===== BLOCO DE TEXTO =====

Uma ligeira olhadela sobre a bibliografia que lhe serve de apoio, ou de ponto de partida, para suas densas elaborações teóricas, oportuniza identificar um leque de figuras com quem Paulo Freire interage. Chama a atenção, entre outros aspectos, a diversidade de nacionalidades, a indicar sua fina sensibilidade para as relações de espacialidade, que tão bem sabia administrar, de modo a curtir amorosamente sua condição de nordestino nascido em Recife e, ao mesmo tempo, sem xenofobia, abrir-se ao diálogo de saberes com outras gentes e outras pessoas. Admira e externa gratidão para com Tristão de Athayde, Álvaro Vieira Pinto, a quem (juntamente com o prof. Guerreiro) atribui a paternidade do conceito conscientização (cf. C, 1980: 25), tomado como uma espécie catalisador heurístico. Com Erich Fromm se afina extraordinariamente, desde muito cedo, bem como com expoentes do Personalismo, notadamente com Mounier. Da corrente existencialista, dialoga com Jaspers, com Marcel, com Sartre, entre outros. Apóia-se com freqüência em Niebuhr. Ainda figuram entre seus interlocutores nomes como Amílcar Cabal, Samora Machel, L. Goldman, Marcuse, Simone de Beauvoir, entre outros. Desta última, fazendo-se uma analogia com o filosofar de Paulo Freire, pode-se dizer que em ambos é muito forte a ênfase no ser humano como devir.

2. Mundo-homem-sociedade: uma relação dialética
O primeiro aspecto que trato de salientar nos escritos freireanos acerca do tema em análise, diz respeito ao dialético entrelaçamento da abordagem que Paulo Freire sempre apresenta das três dimensões aqui focalizadas, ou seja: de sua concepção de mundo, de homem e de sociedade.
Partindo, não raro, de uma inquietação situacional, ou seja, do pólo "mundo" - que ele aborda dentro de uma pluralidade semântica -, Paulo Freire logo trata de associá-lo e estendê-lo aos demais pólos da relação ("homem" e "sociedade"). E, ao fazê-lo, não lhes concede um espaço simétrico: às vezes, ocupa-se bem mais amplamente do pólo "homem" ou do pólo "sociedade".
O elemento "sociedade" desponta em vários dos escritos freireanos como um espaço fortemente condicionante da ação humana, mas nunca determinante, por si só, do destino humano. Nos momentos mais desafiadores da trajetória humana, sempre irrompe o "inédito viável" como uma luz no fim do túnel, pro-vocando, con-vocando os humanos, com o sopro da Liberdade, a não sucumbirem à tentação de quaisquer determinismos.

===== CONJUNTO DE DADOS =====

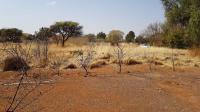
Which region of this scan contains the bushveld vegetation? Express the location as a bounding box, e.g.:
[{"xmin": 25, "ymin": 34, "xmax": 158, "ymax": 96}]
[{"xmin": 0, "ymin": 0, "xmax": 200, "ymax": 112}]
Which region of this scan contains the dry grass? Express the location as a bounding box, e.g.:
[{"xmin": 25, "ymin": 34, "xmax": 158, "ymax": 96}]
[{"xmin": 0, "ymin": 38, "xmax": 200, "ymax": 70}]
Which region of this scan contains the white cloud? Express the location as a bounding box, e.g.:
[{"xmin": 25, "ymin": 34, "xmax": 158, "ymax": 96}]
[{"xmin": 47, "ymin": 1, "xmax": 57, "ymax": 6}]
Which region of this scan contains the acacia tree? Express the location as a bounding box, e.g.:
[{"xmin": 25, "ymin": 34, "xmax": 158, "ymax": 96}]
[
  {"xmin": 35, "ymin": 27, "xmax": 53, "ymax": 65},
  {"xmin": 97, "ymin": 32, "xmax": 106, "ymax": 40},
  {"xmin": 126, "ymin": 31, "xmax": 135, "ymax": 43},
  {"xmin": 161, "ymin": 0, "xmax": 200, "ymax": 48},
  {"xmin": 50, "ymin": 21, "xmax": 83, "ymax": 47},
  {"xmin": 0, "ymin": 28, "xmax": 23, "ymax": 42},
  {"xmin": 108, "ymin": 30, "xmax": 124, "ymax": 45}
]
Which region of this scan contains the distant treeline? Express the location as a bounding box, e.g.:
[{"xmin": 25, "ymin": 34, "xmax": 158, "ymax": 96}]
[{"xmin": 0, "ymin": 0, "xmax": 200, "ymax": 48}]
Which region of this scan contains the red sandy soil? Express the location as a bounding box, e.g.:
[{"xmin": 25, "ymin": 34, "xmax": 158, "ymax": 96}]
[{"xmin": 0, "ymin": 65, "xmax": 200, "ymax": 112}]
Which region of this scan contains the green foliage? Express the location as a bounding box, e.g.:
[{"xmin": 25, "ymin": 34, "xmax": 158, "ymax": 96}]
[
  {"xmin": 97, "ymin": 32, "xmax": 106, "ymax": 40},
  {"xmin": 21, "ymin": 33, "xmax": 35, "ymax": 40},
  {"xmin": 0, "ymin": 28, "xmax": 23, "ymax": 42},
  {"xmin": 85, "ymin": 34, "xmax": 96, "ymax": 42},
  {"xmin": 50, "ymin": 21, "xmax": 83, "ymax": 47},
  {"xmin": 188, "ymin": 9, "xmax": 200, "ymax": 47},
  {"xmin": 126, "ymin": 31, "xmax": 135, "ymax": 43},
  {"xmin": 161, "ymin": 0, "xmax": 200, "ymax": 48},
  {"xmin": 108, "ymin": 30, "xmax": 124, "ymax": 45},
  {"xmin": 35, "ymin": 27, "xmax": 53, "ymax": 41},
  {"xmin": 135, "ymin": 35, "xmax": 148, "ymax": 44}
]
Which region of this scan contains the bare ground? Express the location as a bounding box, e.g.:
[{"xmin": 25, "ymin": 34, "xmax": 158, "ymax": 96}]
[{"xmin": 0, "ymin": 65, "xmax": 200, "ymax": 112}]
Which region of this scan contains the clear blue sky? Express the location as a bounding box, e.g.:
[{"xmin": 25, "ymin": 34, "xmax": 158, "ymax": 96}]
[{"xmin": 0, "ymin": 0, "xmax": 164, "ymax": 34}]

=====

## TAREFAS
A - Reescreva de forma mais breve o parágrafo do texto sobre Paulo Freire que começa com "Partindo, não raro", mantendo seus fatos principais.
B - Transcreva o trecho do texto sobre Paulo Freire entre "2. Mundo-homem-sociedade: uma" e "e de sociedade.", inclusive, trocando "dimensões" por "esferas".

## RESPOSTAS
A - Paulo Freire costuma partir de uma inquietação situacional, o pólo "mundo", que aborda com pluralidade semântica, e logo o associa e estende aos pólos "homem" e "sociedade". Não dá a eles espaço simétrico: às vezes trata bem mais amplamente do "homem" ou da "sociedade".

B -
2. Mundo-homem-sociedade: uma relação dialética
O primeiro aspecto que trato de salientar nos escritos freireanos acerca do tema em análise, diz respeito ao dialético entrelaçamento da abordagem que Paulo Freire sempre apresenta das três esferas aqui focalizadas, ou seja: de sua concepção de mundo, de homem e de sociedade.